BEGIN

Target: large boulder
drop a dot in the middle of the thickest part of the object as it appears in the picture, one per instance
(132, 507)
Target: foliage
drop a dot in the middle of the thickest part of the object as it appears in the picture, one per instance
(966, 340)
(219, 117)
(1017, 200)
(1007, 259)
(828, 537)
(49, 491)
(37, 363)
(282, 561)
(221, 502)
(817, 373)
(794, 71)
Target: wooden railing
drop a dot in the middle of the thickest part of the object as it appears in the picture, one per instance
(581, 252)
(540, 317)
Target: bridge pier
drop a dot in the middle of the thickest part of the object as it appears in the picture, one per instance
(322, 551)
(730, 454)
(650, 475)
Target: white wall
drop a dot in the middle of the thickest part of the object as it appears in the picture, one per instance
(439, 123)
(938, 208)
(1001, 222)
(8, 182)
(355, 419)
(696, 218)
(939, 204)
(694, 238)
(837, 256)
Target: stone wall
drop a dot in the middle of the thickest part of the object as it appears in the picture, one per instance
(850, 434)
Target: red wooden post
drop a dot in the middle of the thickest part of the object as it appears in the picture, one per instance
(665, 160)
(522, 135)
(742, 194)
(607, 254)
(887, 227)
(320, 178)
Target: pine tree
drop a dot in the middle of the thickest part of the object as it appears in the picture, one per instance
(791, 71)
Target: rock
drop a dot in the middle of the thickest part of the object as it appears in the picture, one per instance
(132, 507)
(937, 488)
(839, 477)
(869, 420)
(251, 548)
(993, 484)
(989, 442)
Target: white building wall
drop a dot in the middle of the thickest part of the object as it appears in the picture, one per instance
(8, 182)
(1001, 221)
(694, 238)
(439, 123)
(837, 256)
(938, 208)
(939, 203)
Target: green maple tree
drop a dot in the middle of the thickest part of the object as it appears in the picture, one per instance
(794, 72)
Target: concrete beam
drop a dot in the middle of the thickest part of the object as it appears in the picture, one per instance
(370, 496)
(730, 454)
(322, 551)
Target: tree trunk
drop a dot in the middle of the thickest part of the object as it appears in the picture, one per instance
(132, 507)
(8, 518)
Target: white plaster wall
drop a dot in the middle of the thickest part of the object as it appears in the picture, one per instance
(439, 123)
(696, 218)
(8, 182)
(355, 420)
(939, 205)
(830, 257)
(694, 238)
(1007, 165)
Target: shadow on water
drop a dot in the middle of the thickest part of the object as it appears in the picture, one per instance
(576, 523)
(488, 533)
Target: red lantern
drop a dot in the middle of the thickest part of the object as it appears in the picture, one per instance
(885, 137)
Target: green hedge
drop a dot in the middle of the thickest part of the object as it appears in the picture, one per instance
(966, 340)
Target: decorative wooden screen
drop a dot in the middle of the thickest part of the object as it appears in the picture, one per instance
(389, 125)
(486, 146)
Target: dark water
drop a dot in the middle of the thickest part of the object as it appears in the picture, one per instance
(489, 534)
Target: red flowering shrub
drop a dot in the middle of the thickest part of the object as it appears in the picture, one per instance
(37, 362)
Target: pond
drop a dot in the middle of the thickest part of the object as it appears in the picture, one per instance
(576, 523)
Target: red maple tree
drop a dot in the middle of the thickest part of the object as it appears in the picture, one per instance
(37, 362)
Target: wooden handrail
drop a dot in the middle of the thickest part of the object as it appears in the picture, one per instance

END

**What to work on**
Copy out each line of the data that includes the string "tree".

**Result**
Target: pine tree
Target: green maple tree
Target: tree trunk
Target: red maple tree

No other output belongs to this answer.